# EXERCISE INPUT
## start

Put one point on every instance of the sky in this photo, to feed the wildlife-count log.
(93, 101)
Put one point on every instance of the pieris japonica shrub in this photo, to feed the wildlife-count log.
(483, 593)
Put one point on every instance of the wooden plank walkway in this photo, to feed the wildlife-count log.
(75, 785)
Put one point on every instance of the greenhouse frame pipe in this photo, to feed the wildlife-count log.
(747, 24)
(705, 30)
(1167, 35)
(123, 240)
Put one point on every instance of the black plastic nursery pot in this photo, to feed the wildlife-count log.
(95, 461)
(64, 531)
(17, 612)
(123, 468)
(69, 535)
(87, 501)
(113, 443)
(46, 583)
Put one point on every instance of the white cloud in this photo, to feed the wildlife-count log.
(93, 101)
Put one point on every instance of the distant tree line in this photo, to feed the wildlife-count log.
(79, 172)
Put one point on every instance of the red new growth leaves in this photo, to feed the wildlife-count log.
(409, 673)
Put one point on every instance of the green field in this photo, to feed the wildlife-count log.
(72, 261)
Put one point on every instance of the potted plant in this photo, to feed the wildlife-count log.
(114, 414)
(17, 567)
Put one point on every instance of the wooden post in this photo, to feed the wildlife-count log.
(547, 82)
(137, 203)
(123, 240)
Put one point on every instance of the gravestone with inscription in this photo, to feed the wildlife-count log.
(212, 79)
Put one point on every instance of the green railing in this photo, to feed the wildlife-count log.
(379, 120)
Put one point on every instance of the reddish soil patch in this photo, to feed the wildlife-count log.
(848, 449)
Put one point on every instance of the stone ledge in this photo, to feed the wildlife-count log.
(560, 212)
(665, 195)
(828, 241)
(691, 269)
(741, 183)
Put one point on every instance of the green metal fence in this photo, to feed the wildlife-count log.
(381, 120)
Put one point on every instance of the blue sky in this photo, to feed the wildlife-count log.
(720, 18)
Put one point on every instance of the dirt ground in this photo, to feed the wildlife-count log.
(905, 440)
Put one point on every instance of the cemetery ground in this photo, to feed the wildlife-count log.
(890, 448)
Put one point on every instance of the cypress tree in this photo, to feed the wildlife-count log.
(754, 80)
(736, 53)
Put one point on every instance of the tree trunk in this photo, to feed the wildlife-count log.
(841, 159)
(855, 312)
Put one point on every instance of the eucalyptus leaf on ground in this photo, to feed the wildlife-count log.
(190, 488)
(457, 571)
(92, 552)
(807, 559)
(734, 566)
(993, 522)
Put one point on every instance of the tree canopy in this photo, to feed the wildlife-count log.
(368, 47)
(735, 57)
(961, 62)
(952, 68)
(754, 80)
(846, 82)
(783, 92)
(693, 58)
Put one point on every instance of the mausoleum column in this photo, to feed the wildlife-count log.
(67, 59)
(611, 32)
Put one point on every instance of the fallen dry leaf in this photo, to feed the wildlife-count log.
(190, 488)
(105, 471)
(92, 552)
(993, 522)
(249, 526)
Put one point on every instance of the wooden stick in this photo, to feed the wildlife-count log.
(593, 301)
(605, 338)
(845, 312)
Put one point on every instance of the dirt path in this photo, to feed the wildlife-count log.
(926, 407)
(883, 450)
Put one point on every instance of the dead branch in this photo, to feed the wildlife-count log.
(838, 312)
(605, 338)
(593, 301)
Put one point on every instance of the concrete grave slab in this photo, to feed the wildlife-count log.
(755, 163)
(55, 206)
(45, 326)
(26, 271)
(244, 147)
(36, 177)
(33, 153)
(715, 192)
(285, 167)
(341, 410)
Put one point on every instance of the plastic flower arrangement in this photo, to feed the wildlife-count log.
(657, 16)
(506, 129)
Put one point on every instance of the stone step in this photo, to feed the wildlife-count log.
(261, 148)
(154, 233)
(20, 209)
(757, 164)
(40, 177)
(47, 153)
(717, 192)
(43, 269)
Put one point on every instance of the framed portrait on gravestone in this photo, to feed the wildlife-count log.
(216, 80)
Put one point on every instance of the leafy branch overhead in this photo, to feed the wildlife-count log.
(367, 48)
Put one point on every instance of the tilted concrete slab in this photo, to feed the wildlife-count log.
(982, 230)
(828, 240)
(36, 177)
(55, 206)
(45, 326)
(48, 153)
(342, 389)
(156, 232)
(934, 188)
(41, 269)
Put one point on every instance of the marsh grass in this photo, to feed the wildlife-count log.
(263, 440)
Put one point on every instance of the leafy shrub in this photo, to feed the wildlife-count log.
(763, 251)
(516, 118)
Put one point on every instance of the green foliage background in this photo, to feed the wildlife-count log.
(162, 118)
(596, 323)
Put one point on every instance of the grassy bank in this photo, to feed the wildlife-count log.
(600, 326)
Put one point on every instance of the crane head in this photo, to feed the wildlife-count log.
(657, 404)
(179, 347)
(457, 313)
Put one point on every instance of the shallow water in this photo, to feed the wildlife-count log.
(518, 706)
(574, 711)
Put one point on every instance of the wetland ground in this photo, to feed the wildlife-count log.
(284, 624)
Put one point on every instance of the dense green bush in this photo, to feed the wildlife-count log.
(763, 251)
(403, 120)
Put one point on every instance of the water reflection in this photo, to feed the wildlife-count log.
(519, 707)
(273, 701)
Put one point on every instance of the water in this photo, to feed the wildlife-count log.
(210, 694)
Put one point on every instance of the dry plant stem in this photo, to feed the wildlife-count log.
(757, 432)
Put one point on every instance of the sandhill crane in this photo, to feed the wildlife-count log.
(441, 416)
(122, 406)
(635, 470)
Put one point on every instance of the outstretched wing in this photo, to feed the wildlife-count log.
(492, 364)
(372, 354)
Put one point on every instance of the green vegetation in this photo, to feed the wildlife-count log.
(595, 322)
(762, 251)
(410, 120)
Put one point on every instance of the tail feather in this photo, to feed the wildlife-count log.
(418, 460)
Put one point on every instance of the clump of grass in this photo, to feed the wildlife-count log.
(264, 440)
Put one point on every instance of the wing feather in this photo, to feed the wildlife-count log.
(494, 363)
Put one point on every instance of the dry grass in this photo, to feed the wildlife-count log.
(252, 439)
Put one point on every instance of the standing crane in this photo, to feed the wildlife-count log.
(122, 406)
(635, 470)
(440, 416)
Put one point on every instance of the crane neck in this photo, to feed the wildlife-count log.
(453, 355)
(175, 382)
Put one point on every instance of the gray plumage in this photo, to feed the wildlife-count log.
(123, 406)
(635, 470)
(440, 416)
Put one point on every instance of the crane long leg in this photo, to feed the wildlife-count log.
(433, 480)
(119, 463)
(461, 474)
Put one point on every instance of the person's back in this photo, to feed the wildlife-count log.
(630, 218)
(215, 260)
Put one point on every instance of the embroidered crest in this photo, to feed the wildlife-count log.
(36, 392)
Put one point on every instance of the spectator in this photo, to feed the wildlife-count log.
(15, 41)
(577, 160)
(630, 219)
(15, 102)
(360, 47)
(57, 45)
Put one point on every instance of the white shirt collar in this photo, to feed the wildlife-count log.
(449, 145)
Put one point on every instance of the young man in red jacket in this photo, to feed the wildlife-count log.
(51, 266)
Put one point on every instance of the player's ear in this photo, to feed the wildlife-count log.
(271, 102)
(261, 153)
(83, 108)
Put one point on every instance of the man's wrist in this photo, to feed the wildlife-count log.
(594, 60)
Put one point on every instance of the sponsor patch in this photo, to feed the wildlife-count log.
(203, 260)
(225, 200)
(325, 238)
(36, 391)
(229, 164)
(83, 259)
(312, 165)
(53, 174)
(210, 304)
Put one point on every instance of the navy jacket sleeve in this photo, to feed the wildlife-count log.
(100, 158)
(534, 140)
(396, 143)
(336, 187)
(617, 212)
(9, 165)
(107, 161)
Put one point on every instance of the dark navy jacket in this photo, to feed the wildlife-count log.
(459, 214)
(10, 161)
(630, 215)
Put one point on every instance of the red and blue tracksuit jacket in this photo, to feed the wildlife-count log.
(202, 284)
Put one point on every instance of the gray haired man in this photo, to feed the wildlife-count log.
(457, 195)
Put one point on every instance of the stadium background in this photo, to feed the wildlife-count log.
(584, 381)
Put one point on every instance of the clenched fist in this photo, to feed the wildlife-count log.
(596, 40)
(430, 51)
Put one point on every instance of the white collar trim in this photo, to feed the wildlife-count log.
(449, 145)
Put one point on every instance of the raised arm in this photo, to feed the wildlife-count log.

## end

# STATED GOAL
Reproduce the lines word for word, beginning with the line that contains "Put one point on every instance of the stadium" and continuing through the last line of the records.

# TASK SOLUTION
Put one point on every instance of the stadium background in this photo, to feed the wildlife-count log.
(584, 381)
Put one point on every instance of the clenched fist in this photo, to feed the wildlife-count log.
(596, 40)
(430, 51)
Put one point on every instance of the white collar trim in this photo, to feed the wildlife-count log.
(449, 145)
Put one point on every instance of the raised arm in this photo, to feed the wildlife-count log.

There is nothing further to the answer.